Cerutty Training Method
Percy Cerutty’s “Stotan” training method emphasizes psychological resilience alongside physical fitness, using uncontrolled terrain, sand dunes, and voluntary hardship to build unshakeable confidence. His approach values mental toughness and identity formation over pure physiological metrics.
The Philosophy: Stotan Training
Percy Cerutty coached Herb Elliott to Olympic dominance with an unconventional philosophy: Stotan, a blend of Stoic and Spartan thinking. The core belief is that modern comfort makes athletes fragile. Great runners are resilient—toughness is trained deliberately, not hoped for on race day.
Cerutty believed that when athletes hurt with 800 meters to go in a championship race, physiology matters—but psychology decides the outcome. GPS cannot measure courage; heart rate cannot quantify confidence. Those come from experience enduring voluntary hardship.
1. Building Hard Athletes Through Discomfort
Unlike The Lydiard Effect periodization, Cerutty rejected sanitized training. He believed athletes couldn’t develop resilient racers in perfectly controlled environments.
Key Insight: Athletes who perform best in late-season chaos (cold, wet, windy conditions) aren’t those who trained exclusively on tracks with precise splits. They’re those who learned early that discomfort is normal and survivable.
Practical Application: Once weekly or bi-weekly, schedule an “Old School” session:
– No watches
– No phones
– No earbuds
– No track
Find the hilliest, muddiest terrain available and run hard by effort alone. The goal isn’t pace accuracy; it’s psychological durability and teaching athletes they can adapt when conditions aren’t perfect.

--------------------------------

TASK PROMPT
Answer these questions from the passage on Cerutty's training method:
1. Which athlete did Percy Cerutty coach to Olympic dominance?
2. What does the passage say GPS cannot measure?
3. How often should an "Old School" session be scheduled?
These lines have no connection to the text above.

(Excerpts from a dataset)
--------------------------------

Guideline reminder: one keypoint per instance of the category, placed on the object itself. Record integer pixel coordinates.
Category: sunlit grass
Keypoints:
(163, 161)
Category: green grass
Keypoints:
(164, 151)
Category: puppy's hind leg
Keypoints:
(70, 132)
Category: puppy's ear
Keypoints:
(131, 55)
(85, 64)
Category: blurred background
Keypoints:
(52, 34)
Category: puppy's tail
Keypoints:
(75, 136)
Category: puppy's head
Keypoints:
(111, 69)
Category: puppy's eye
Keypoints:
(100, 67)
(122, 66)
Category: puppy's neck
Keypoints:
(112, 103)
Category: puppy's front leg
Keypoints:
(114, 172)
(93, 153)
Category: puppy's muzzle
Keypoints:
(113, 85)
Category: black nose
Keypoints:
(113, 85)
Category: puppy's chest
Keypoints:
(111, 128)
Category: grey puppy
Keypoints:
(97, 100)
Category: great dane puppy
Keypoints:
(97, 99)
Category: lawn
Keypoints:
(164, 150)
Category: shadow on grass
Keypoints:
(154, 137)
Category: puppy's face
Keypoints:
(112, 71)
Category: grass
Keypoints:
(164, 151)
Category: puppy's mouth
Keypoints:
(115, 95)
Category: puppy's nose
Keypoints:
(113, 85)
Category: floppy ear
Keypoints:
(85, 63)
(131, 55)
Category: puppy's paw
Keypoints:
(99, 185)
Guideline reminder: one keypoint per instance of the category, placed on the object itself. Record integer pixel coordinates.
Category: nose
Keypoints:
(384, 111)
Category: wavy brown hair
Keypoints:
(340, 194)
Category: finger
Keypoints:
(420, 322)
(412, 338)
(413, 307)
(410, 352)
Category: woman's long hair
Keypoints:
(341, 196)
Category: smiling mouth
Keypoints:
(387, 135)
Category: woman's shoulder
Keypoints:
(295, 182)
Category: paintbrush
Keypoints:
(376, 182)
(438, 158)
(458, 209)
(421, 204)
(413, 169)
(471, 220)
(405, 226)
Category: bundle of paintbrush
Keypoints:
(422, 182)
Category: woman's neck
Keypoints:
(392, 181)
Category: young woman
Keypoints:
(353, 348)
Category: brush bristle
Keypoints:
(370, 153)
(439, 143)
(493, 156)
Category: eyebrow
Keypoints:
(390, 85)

--------------------------------

YOUR SOLUTION
1. Herb Elliott
2. Courage
3. Once weekly or bi-weekly